Write each line out again exactly as written.

■ ■ ■ ■ ■ ■ ■

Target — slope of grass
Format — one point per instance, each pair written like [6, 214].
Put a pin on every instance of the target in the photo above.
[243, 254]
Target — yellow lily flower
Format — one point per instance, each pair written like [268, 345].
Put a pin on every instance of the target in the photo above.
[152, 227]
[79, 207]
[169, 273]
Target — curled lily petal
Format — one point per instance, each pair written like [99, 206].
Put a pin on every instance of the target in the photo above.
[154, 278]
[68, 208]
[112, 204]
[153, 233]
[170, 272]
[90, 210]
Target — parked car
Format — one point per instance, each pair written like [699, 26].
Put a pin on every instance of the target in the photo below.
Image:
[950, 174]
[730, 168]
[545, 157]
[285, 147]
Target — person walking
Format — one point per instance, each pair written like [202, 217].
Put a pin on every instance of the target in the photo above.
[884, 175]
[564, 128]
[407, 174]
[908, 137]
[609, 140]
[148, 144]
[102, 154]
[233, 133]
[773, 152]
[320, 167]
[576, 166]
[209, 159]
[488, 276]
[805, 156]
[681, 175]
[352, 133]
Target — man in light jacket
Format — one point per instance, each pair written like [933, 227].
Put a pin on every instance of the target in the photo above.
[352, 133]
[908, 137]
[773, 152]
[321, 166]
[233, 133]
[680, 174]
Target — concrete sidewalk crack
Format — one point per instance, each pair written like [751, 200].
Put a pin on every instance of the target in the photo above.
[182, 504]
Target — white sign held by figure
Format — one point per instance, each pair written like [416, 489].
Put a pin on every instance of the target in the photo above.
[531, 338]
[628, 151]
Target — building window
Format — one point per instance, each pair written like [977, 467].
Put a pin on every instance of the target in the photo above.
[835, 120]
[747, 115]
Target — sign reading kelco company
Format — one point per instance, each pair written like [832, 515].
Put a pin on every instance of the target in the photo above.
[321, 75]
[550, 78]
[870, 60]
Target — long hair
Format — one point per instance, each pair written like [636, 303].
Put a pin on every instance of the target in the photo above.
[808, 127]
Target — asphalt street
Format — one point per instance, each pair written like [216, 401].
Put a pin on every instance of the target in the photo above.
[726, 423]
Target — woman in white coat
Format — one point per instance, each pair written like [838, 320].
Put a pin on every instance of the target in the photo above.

■ ■ ■ ■ ■ ■ ■

_RESPONSE_
Target — slope of grass
Format — one point per instance, each pair written like [6, 214].
Put a pin on every instance of the target in the photo above.
[243, 254]
Target — yellow lily flower
Format — one point per instance, each pair written like [268, 345].
Put a pin on every instance of the target in the photo above.
[152, 227]
[79, 207]
[169, 273]
Target — curled lily petal
Format — one point per instance, each pair written like [99, 206].
Put a pin on every instance of the target in the photo above.
[154, 278]
[68, 208]
[112, 204]
[153, 233]
[170, 272]
[90, 210]
Target — parked car
Format — one point per instance, each pair written like [699, 26].
Put a pin on every instance of the target in the photo below.
Image:
[950, 174]
[730, 168]
[545, 157]
[285, 147]
Target — person walking
Format — one point per instance, each pair written like [202, 217].
Put a pin on every instance of the target in the photo above.
[884, 175]
[564, 128]
[407, 174]
[908, 137]
[609, 140]
[148, 144]
[102, 154]
[233, 133]
[773, 152]
[320, 167]
[576, 166]
[209, 159]
[488, 276]
[805, 156]
[681, 175]
[352, 133]
Target — man in light jacket
Format — one point per instance, each pair written like [933, 227].
Put a pin on every instance of the target in the photo above.
[352, 133]
[908, 137]
[773, 152]
[321, 166]
[233, 133]
[680, 174]
Target — concrete sidewalk crack
Format — one point per instance, each pair written like [751, 200].
Put a pin on every instance of the target in the photo above.
[182, 504]
Target — white sign held by figure
Format — one point per instance, each pair written like [416, 489].
Put a pin on every instance of the target in the photo above.
[531, 338]
[628, 151]
Target — building window
Format — one point per instance, each pair written like [977, 467].
Put a pin on every instance of the target in the photo above.
[835, 120]
[747, 115]
Target — sign reading kelco company
Format — one point per instance, each pair written like [832, 515].
Put a pin on every instance of the target in the photo above.
[321, 75]
[550, 78]
[870, 60]
Target — long hair
Format — one point per instance, each pair written like [636, 303].
Put a pin on every instance of the target in the photo above.
[808, 127]
Target — asphalt street
Format — one point per instance, each pair written like [216, 401].
Put a pin on every instance of the target in the photo above.
[726, 423]
Target — woman in white coat
Format — one point per instance, each pair written like [838, 320].
Put a pin on every instance of the target in the photo above.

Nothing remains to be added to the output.